**Exercise goal**
Could you output every record below exactly, leaving out the pictures?

**Provided material**
****

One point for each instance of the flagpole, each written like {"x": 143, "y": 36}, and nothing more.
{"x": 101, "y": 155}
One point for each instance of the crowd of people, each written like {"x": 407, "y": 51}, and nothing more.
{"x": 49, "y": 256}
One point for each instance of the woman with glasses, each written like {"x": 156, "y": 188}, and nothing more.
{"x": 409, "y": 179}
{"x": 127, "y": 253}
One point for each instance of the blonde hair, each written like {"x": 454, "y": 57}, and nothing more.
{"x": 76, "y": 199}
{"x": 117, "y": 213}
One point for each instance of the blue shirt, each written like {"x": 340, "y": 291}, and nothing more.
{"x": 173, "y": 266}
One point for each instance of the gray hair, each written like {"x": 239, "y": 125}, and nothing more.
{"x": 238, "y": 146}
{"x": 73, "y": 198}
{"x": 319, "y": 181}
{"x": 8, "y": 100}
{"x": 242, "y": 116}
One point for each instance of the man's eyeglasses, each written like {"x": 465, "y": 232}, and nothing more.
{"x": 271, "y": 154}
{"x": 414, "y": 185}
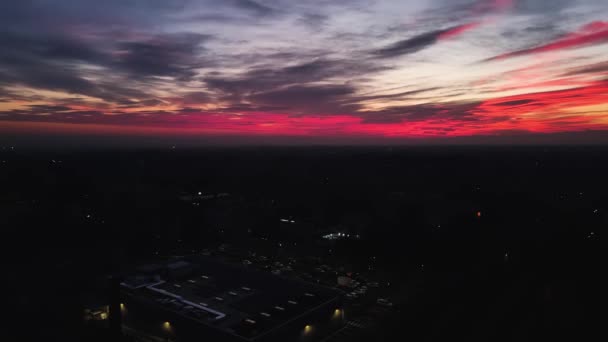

****

**Response below**
One point for each instance of the flagpole, each written like {"x": 143, "y": 36}, and nothing more.
{"x": 101, "y": 155}
One point for each instance of the crowd of people, each written like {"x": 407, "y": 51}, and nothing more.
{"x": 49, "y": 256}
One point for each instance of the woman with glasses, each written like {"x": 156, "y": 188}, and nothing more.
{"x": 409, "y": 179}
{"x": 127, "y": 253}
One point for each instance of the blonde hair, each written like {"x": 454, "y": 57}, and nothing more.
{"x": 76, "y": 199}
{"x": 117, "y": 213}
One point for each instance of the blue shirt, each written like {"x": 340, "y": 291}, and nothing more.
{"x": 173, "y": 266}
One point for each instance of the gray hair, each written like {"x": 239, "y": 125}, and nothing more.
{"x": 238, "y": 146}
{"x": 73, "y": 198}
{"x": 319, "y": 181}
{"x": 8, "y": 100}
{"x": 242, "y": 116}
One point for each instance of the man's eyeglasses, each written like {"x": 465, "y": 232}, and nothing more.
{"x": 271, "y": 154}
{"x": 414, "y": 185}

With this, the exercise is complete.